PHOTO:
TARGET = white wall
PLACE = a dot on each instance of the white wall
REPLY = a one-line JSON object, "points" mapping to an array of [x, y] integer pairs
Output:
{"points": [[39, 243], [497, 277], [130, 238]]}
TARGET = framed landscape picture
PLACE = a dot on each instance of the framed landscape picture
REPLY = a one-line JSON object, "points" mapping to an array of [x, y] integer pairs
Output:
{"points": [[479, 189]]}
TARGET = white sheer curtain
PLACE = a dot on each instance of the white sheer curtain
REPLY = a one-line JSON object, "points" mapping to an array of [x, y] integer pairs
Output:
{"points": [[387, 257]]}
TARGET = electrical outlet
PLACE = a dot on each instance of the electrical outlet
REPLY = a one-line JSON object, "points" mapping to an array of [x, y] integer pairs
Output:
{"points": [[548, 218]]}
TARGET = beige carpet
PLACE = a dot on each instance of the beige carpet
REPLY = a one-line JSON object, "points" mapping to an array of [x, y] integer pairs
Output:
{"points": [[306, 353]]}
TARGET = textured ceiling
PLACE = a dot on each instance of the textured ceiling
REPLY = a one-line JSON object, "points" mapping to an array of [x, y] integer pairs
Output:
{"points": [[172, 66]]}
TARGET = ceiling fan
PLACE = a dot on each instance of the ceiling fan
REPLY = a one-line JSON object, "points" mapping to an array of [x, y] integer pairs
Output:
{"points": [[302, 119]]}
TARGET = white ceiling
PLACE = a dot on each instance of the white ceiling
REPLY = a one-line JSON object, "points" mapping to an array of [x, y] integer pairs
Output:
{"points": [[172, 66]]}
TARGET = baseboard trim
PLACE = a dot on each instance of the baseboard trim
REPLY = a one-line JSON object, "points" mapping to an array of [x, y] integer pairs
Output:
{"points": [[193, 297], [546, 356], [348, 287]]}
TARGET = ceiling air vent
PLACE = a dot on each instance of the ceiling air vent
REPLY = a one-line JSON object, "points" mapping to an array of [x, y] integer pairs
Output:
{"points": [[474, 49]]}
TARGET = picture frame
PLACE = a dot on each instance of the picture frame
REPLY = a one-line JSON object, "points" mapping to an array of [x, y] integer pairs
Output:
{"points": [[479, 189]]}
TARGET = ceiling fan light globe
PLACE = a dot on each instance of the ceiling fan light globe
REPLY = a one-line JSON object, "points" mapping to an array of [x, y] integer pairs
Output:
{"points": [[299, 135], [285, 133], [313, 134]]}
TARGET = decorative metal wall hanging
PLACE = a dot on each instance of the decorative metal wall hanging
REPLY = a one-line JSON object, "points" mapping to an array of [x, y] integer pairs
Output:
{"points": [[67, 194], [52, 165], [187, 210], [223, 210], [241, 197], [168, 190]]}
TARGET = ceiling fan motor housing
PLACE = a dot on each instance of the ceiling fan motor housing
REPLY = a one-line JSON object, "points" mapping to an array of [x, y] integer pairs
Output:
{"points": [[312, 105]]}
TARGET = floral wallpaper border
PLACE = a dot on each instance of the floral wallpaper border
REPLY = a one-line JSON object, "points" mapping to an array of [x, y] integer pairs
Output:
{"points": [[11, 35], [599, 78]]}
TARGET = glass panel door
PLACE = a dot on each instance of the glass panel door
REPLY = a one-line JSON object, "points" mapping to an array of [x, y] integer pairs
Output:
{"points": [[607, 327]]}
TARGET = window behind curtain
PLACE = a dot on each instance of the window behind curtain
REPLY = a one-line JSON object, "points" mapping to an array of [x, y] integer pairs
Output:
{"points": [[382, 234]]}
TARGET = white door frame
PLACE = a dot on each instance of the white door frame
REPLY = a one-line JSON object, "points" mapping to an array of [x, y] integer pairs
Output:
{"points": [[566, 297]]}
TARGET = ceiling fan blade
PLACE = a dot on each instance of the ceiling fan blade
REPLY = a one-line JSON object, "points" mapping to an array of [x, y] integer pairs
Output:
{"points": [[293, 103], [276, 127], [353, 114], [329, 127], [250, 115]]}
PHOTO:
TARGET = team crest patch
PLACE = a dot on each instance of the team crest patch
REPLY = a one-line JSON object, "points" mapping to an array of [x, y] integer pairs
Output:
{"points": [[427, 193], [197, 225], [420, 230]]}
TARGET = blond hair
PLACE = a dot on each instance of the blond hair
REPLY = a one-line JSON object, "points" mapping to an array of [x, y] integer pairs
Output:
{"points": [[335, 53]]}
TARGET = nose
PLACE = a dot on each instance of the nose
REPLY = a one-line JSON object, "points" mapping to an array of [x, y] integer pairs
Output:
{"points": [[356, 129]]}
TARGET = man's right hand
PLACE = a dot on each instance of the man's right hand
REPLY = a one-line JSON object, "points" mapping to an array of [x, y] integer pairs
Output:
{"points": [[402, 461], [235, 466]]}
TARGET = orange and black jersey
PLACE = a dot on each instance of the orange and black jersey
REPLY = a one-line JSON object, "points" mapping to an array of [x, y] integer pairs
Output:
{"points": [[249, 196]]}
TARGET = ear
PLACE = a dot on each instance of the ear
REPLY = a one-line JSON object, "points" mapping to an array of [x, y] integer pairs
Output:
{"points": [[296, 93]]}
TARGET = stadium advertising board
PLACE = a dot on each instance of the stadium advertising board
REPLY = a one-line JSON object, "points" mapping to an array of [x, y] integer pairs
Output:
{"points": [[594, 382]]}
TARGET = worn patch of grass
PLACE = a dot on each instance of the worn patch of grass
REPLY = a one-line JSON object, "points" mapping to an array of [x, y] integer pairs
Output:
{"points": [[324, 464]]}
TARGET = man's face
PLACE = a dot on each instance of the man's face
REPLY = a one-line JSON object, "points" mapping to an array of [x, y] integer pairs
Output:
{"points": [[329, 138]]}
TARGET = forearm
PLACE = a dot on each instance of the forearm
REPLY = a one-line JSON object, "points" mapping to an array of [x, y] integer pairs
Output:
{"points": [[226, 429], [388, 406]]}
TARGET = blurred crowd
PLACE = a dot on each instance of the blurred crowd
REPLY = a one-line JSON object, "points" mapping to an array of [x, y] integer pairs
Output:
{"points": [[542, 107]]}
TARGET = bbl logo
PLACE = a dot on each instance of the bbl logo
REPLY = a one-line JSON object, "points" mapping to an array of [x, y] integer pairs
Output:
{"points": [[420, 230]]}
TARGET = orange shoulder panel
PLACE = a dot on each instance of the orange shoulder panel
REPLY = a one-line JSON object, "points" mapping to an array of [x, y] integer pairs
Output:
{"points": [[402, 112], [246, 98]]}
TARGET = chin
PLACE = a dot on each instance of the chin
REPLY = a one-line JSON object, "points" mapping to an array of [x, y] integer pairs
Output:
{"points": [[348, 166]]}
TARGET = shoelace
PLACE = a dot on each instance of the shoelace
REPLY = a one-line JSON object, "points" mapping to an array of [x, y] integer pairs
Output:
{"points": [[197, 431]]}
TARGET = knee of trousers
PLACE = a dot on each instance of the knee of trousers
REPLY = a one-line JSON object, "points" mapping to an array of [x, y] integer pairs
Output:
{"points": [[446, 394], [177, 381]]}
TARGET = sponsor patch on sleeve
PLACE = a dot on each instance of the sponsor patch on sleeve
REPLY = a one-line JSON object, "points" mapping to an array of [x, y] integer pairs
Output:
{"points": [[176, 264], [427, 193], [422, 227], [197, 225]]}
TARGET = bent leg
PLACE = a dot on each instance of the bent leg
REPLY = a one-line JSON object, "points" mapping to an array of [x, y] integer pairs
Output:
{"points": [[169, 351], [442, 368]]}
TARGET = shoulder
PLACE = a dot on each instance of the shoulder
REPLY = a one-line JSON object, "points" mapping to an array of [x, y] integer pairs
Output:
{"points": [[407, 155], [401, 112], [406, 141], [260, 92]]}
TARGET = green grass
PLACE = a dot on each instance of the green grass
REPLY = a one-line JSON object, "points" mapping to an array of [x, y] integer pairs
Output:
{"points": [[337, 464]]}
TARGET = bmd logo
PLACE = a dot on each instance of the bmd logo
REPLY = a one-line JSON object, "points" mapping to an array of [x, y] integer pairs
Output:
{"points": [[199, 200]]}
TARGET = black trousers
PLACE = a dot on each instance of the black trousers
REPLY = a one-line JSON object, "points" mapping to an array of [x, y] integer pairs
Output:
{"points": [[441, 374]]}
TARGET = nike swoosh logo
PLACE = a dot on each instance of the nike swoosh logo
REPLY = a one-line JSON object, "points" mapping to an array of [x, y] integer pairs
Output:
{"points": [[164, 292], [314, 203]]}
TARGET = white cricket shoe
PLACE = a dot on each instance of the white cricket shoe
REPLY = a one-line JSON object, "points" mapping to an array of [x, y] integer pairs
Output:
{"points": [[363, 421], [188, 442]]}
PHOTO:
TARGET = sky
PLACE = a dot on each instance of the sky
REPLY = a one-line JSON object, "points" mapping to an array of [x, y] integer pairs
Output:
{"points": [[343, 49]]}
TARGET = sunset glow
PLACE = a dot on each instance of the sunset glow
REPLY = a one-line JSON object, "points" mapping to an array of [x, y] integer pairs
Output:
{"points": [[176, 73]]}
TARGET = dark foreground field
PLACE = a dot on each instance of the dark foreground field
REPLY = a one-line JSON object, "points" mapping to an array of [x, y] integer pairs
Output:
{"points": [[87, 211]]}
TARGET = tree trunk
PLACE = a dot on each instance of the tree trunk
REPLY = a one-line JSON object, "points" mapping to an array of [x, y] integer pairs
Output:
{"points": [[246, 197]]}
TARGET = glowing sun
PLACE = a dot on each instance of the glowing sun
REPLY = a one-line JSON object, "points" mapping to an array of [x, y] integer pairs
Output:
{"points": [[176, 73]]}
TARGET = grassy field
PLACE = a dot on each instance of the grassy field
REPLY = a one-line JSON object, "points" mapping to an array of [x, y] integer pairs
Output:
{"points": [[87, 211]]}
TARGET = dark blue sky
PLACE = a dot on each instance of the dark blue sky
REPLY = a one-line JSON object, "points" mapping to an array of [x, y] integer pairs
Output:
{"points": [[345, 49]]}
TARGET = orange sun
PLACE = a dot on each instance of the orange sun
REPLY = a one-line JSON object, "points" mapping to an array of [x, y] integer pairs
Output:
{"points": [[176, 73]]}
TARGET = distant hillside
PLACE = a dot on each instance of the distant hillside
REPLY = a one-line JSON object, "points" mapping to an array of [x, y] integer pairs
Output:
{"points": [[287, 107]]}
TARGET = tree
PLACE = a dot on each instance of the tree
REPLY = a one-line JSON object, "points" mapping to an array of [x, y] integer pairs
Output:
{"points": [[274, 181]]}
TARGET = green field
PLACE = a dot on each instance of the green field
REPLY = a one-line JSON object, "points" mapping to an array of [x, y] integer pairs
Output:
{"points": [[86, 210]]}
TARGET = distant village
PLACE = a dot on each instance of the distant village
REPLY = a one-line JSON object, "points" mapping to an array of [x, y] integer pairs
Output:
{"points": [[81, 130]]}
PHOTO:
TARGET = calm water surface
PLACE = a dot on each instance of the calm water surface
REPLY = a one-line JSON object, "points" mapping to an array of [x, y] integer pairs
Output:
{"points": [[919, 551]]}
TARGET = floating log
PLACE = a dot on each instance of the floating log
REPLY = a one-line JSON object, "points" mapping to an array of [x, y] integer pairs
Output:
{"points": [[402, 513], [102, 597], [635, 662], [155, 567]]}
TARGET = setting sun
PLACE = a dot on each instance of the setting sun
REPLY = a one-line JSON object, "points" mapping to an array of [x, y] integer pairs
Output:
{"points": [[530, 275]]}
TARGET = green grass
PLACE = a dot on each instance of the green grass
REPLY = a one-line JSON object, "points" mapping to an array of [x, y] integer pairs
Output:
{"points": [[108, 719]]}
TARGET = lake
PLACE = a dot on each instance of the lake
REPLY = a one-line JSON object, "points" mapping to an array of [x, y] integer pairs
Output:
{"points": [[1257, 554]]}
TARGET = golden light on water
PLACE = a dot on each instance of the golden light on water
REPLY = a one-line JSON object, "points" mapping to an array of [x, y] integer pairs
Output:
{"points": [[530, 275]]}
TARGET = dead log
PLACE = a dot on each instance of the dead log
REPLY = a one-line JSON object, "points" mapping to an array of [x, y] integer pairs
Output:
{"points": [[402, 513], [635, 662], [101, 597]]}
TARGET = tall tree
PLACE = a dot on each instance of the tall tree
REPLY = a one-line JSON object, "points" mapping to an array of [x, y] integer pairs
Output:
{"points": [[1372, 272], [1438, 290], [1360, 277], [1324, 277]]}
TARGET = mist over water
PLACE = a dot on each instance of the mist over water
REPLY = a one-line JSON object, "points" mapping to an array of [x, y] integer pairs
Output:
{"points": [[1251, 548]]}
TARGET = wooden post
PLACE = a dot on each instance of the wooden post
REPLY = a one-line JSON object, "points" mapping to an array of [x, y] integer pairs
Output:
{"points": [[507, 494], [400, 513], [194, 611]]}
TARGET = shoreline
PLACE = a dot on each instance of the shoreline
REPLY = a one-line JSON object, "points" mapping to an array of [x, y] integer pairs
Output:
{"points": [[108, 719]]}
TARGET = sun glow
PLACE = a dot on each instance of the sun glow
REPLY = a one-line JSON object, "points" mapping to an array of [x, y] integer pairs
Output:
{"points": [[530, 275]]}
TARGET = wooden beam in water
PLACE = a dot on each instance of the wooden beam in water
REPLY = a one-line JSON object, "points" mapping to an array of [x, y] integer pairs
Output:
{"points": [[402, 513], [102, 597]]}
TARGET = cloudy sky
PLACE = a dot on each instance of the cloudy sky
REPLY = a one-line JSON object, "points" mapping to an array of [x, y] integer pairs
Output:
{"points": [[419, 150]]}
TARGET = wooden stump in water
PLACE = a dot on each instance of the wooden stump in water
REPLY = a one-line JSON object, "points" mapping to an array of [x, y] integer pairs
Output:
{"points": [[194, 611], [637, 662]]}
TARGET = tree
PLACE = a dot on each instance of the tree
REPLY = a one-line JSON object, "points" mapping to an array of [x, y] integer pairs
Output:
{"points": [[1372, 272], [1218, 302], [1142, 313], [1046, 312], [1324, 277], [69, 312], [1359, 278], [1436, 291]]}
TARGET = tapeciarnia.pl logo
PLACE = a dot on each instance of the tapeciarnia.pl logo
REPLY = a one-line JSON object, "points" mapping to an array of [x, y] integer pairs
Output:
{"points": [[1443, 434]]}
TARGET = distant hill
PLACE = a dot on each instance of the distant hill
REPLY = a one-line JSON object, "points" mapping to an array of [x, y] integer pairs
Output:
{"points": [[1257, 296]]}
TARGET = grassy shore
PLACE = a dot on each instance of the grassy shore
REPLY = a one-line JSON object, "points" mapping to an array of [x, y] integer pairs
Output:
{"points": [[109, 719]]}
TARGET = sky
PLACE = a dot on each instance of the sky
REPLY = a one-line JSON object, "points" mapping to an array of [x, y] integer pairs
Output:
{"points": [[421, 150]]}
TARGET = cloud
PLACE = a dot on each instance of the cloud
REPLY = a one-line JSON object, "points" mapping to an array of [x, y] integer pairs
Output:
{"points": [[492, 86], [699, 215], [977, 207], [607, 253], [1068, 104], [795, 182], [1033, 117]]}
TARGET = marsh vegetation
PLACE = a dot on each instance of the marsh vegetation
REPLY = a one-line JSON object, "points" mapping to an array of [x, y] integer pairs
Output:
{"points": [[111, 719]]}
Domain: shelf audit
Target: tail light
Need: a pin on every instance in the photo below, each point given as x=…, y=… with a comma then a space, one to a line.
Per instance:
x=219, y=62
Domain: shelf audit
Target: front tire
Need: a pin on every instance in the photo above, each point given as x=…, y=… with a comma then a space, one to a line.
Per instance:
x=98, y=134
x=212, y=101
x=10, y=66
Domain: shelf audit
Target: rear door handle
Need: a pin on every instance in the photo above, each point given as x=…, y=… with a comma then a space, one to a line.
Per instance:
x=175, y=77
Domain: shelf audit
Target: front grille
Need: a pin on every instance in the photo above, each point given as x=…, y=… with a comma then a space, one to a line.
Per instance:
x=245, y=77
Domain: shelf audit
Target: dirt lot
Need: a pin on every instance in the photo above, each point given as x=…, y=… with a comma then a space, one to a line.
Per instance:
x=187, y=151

Instruction: Only the lines from the one that contains "TARGET = tapeciarnia.pl logo" to the end of the data should be output, exactly as they appear.

Exercise response:
TARGET = tapeciarnia.pl logo
PLACE = a dot on each instance of the tapeciarnia.pl logo
REPLY = a one-line JSON object, "points" mapping to an array of [x, y] integer pairs
Output:
{"points": [[1443, 434]]}
TARGET = distant hill
PLACE = a dot on each instance of the distant hill
REPLY = a one-line JSON object, "points" mapping to an array of [x, y] integer pairs
Output:
{"points": [[1257, 296]]}
TARGET = grassy shore
PLACE = a dot on each instance of the grassy shore
REPLY = a one-line JSON object, "points" mapping to an array of [x, y] integer pairs
Output:
{"points": [[109, 719]]}
TARGET = sky
PLACE = a dot on each instance of the sky
REPLY = a one-line JSON object, "points" mapping to an array of [x, y] integer pairs
Output:
{"points": [[421, 150]]}
TARGET = cloud
PLACE = a dot on each instance of the cloud
REPLY = a one-line JSON object, "points" mapping to an array of [x, y] integer pairs
Output:
{"points": [[492, 86], [699, 215], [977, 207], [607, 253], [1068, 104], [795, 182], [1033, 117]]}
TARGET = marsh vegetation
PLACE = a dot on each instance of the marsh vegetation
REPLY = a one-line JSON object, "points" mapping to an array of [x, y] integer pairs
Output:
{"points": [[111, 719]]}
Domain: shelf audit
Target: tail light
Need: a pin on every instance in the photo below, each point given as x=…, y=… with a comma then a space, one to a line.
Per instance:
x=219, y=62
Domain: shelf audit
Target: front tire
Need: a pin on every instance in the photo above, each point given as x=…, y=… with a comma then a space, one to a line.
Per instance:
x=98, y=134
x=212, y=101
x=10, y=66
Domain: shelf audit
Target: rear door handle
Need: a pin on every instance in the photo above, each point given as x=…, y=… with a comma then a space, one to a line.
Per instance:
x=175, y=77
Domain: shelf audit
Target: front grille
Need: a pin on every instance in the photo above, each point given as x=…, y=… with a comma then a space, one to a line.
Per instance:
x=245, y=77
Domain: shelf audit
Target: dirt lot
Need: a pin on every instance in the photo above, each point given as x=…, y=… with a comma then a space, one to a line.
Per instance:
x=187, y=151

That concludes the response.